[How to complete this task]: Would you please repeat the data that follows, exactly as it reads?

Given records Block Start

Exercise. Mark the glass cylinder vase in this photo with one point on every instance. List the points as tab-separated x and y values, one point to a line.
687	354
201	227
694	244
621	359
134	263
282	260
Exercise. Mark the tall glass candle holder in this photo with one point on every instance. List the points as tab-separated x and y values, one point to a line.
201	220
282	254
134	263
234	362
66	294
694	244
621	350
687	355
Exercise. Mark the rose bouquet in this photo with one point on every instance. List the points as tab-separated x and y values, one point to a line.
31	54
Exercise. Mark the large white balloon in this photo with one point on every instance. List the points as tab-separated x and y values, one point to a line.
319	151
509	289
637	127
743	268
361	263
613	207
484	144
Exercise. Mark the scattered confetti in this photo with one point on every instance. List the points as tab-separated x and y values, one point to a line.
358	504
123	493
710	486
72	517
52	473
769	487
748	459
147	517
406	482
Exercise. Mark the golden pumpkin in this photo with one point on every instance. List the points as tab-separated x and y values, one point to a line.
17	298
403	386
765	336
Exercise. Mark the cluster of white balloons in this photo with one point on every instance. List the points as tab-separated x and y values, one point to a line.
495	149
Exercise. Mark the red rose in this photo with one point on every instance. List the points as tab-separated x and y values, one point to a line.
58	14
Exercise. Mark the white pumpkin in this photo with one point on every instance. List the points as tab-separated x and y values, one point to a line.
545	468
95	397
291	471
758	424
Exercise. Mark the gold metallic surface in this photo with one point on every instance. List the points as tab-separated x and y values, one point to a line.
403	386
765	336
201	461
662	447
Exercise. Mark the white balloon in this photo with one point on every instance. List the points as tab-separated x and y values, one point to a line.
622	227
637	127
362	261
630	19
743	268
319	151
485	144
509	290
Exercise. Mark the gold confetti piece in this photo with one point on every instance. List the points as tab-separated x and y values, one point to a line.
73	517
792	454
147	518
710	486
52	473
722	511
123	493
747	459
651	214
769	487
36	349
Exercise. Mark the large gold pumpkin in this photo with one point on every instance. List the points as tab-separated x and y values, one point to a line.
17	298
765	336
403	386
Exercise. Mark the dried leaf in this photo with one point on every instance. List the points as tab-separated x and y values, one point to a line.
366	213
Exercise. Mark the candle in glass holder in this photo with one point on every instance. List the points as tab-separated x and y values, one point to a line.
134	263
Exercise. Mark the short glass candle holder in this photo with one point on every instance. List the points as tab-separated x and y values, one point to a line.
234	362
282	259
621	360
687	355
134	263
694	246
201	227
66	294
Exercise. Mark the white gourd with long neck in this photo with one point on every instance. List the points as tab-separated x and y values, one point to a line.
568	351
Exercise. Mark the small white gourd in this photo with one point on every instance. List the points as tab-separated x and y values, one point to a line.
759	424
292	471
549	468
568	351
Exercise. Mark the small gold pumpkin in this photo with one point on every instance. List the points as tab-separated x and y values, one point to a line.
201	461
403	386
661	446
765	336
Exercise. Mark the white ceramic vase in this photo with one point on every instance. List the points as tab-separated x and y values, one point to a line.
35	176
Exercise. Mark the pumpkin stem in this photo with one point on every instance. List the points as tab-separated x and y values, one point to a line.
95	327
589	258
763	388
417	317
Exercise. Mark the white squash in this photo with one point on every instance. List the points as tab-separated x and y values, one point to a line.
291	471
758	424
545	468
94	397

Given records Block End

[Answer for this exercise]:
Exercise. Mark the glass cylinder vase in this photo with one point on every instance. List the points as tab-separated x and y values, one point to a line.
687	354
201	227
694	244
621	359
134	263
282	260
Exercise. Mark the tall glass candle holder in this photo with one point on every instance. List the points as tab-separated x and y values, one point to a line.
201	220
282	254
134	263
234	362
66	294
694	244
621	350
687	355
Exercise. Mark the rose bouquet in this photo with one point on every instance. List the points as tab-separated x and y values, one point to a line.
31	54
Exercise. Mark the large white balloon in this photo with one point on every instance. List the points as tab-separated x and y values, one point to a line.
319	151
509	289
637	127
743	268
361	263
613	207
484	144
Exercise. Mark the scattered confetti in this photo with one point on every instance. List the points as tab-separated x and y values, one point to a line.
358	504
123	493
710	486
72	517
52	473
769	487
748	459
147	517
406	482
Exercise. Mark the golden pumpkin in this photo with one point on every instance. List the points as tab-separated x and y values, one point to a line.
17	298
403	386
765	336
Exercise. Mark the cluster of white balloons in this photo with one point on every instance. List the points as tab-separated x and y values, one point to a line.
495	149
Exercise. Mark the red rose in this photo with one point on every instance. List the points as tab-separated x and y values, one point to a line.
58	14
Exercise. Mark the white pumpkin in this photo with one point on every instance. List the points as tab-separated x and y values, one point to a line.
545	468
95	397
291	471
758	424
Exercise. Mark the gold metallic surface in this photo with one point on every instance. List the points as tab-separated x and y values, one point to a line.
403	386
765	336
201	461
662	447
Exercise. Mark the white balloon in this photo with one point on every instance. List the points as tab-separated x and y values, one point to a line.
622	227
637	127
362	261
630	19
743	268
319	151
485	144
509	290
Exercise. Mark the gold confetti piece in this photo with one point on every instance. List the points as tab-separated x and y values, one point to a line.
73	517
792	454
147	518
710	486
52	473
722	511
123	493
747	459
651	214
769	487
36	349
Exercise. Mark the large gold pumpkin in this photo with one point on every instance. List the points as tab-separated x and y values, one point to a line.
17	298
765	336
403	386
Exercise. Mark the dried leaf in this photo with one point on every instance. List the points as tab-separated x and y values, one point to a line.
366	213
Exercise. Mark the candle in glass holder in this photo with one point on every instance. List the points as tab-separated x and y values, one point to a line.
134	263
Exercise. Mark the short glass candle holder in this photo with one point on every instance. List the points as tab-separated x and y values, one point to a line.
234	362
282	259
621	360
687	355
134	263
694	246
201	227
66	294
Exercise. Mark the white gourd with long neck in this photo with one point on every instance. List the points as tab-separated x and y values, one point to a line.
568	351
Exercise. Mark the small white gourd in this photo with one point on every instance. List the points as tab-separated x and y values, one point to a line.
759	424
292	471
549	468
568	351
Exercise. Mark the small gold pumpkin in this photo with one point on every instance. List the points as tab-separated x and y values, one point to a line.
201	461
403	386
661	446
765	336
Exercise. Mark the white ceramic vase in this photo with one point on every instance. List the points as tab-separated x and y values, one point to a line.
35	176
Exercise. Mark the pumpkin stem in this photo with one point on every instance. List the points as tab-separated x and y values, one point to a line.
95	327
589	258
763	388
417	317
Exercise. Mark the white squash in this photo with one point on every instance. List the points as tab-separated x and y values, one point to a line.
291	471
758	424
545	468
94	397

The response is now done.